Reproduisez intégralement le texte sur la psychologie évolutionniste, sans la moindre modification.

## Texte extrait

=====

Désolante psychologie évolutionniste
La
question est difficile car il se peut fort que les sécrétions vaginales
n’aient POUR DE VRAI rien à voir avec l’excitation mentale. «On
a déjà constaté des vagins lubrifiés lors de viols, ce qui ne veut pas
dire pour autant qu’il y avait consentement ou plaisir, raconte Elisa Brune. La paroi vaginale répond du tac au tac lorsqu’on a besoin d’elle, quel que soit le scénario.»
Le problème avec cette hypothèse-là, c’est qu’elle est récupérée par
des adeptes de la psychologie évolutionniste et détournée à leur
profit : ils affirment que la «vasocongestion réflexe» du vagin (le fait
que les femmes se mettent à mouiller dès qu’elles sont confrontées à
des corps nus ou des situations sexuelles) «pourrait
être le résultat d’une adaptation évolutive rendant la femelle apte au
coït plus rapidement, c’est à-dire indistinctement à la moindre alerte,
ce qui la protègerait des blessures en cas de sollicitation brutale.» Idée rancie, sous-tendue par une idéologie scientiste qui ramène systématiquement le désir à sa seule dimension biologique.

=====

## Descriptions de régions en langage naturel
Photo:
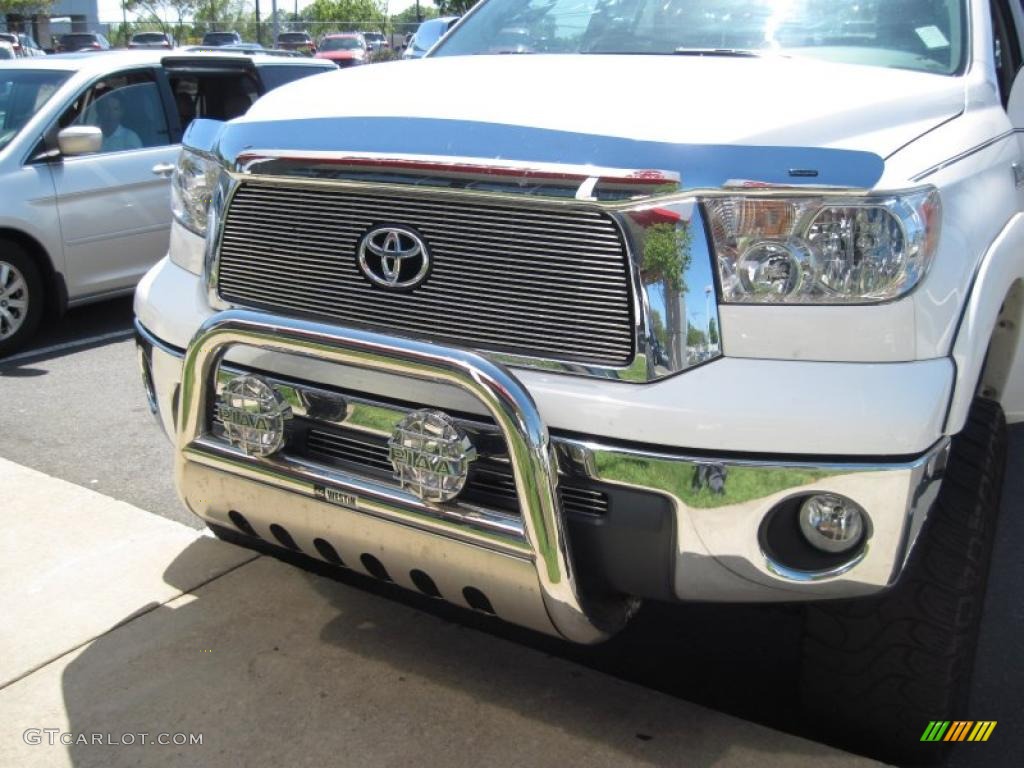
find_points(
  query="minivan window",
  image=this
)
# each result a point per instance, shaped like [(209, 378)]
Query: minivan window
[(23, 93)]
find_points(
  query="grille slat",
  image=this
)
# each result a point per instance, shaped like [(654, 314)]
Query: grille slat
[(544, 306), (257, 262), (354, 201), (596, 273), (499, 339), (607, 240), (541, 283)]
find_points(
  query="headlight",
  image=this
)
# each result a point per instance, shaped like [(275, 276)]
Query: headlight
[(192, 189), (822, 250)]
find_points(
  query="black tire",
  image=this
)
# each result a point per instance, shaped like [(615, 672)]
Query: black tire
[(15, 256), (876, 672)]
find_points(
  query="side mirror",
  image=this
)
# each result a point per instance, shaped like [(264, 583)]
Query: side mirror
[(80, 139)]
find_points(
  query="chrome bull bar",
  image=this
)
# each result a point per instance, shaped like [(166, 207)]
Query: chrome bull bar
[(572, 614)]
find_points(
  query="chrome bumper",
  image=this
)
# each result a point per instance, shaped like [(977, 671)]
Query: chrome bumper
[(718, 548)]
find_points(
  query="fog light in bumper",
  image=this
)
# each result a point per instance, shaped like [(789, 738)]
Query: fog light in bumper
[(830, 522)]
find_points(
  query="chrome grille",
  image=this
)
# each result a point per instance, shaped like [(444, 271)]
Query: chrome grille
[(529, 281)]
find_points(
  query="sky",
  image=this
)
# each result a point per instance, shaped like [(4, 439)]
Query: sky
[(110, 10)]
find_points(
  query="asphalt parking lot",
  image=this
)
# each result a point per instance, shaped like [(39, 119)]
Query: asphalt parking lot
[(73, 408)]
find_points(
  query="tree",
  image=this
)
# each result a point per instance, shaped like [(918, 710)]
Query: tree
[(666, 258), (156, 10), (408, 16), (23, 8), (454, 7)]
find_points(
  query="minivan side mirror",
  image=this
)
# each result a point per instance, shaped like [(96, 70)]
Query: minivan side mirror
[(80, 139)]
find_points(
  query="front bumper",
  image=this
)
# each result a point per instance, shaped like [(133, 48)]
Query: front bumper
[(527, 569)]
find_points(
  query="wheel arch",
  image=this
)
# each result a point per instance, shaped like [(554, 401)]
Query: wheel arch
[(991, 322), (56, 291)]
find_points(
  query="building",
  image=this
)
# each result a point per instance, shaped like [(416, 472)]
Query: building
[(61, 17)]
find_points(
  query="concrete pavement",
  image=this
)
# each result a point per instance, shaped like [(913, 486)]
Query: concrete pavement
[(118, 623)]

=====

## Réponse
Désolante psychologie évolutionniste
La
question est difficile car il se peut fort que les sécrétions vaginales
n’aient POUR DE VRAI rien à voir avec l’excitation mentale. «On
a déjà constaté des vagins lubrifiés lors de viols, ce qui ne veut pas
dire pour autant qu’il y avait consentement ou plaisir, raconte Elisa Brune. La paroi vaginale répond du tac au tac lorsqu’on a besoin d’elle, quel que soit le scénario.»
Le problème avec cette hypothèse-là, c’est qu’elle est récupérée par
des adeptes de la psychologie évolutionniste et détournée à leur
profit : ils affirment que la «vasocongestion réflexe» du vagin (le fait
que les femmes se mettent à mouiller dès qu’elles sont confrontées à
des corps nus ou des situations sexuelles) «pourrait
être le résultat d’une adaptation évolutive rendant la femelle apte au
coït plus rapidement, c’est à-dire indistinctement à la moindre alerte,
ce qui la protègerait des blessures en cas de sollicitation brutale.» Idée rancie, sous-tendue par une idéologie scientiste qui ramène systématiquement le désir à sa seule dimension biologique.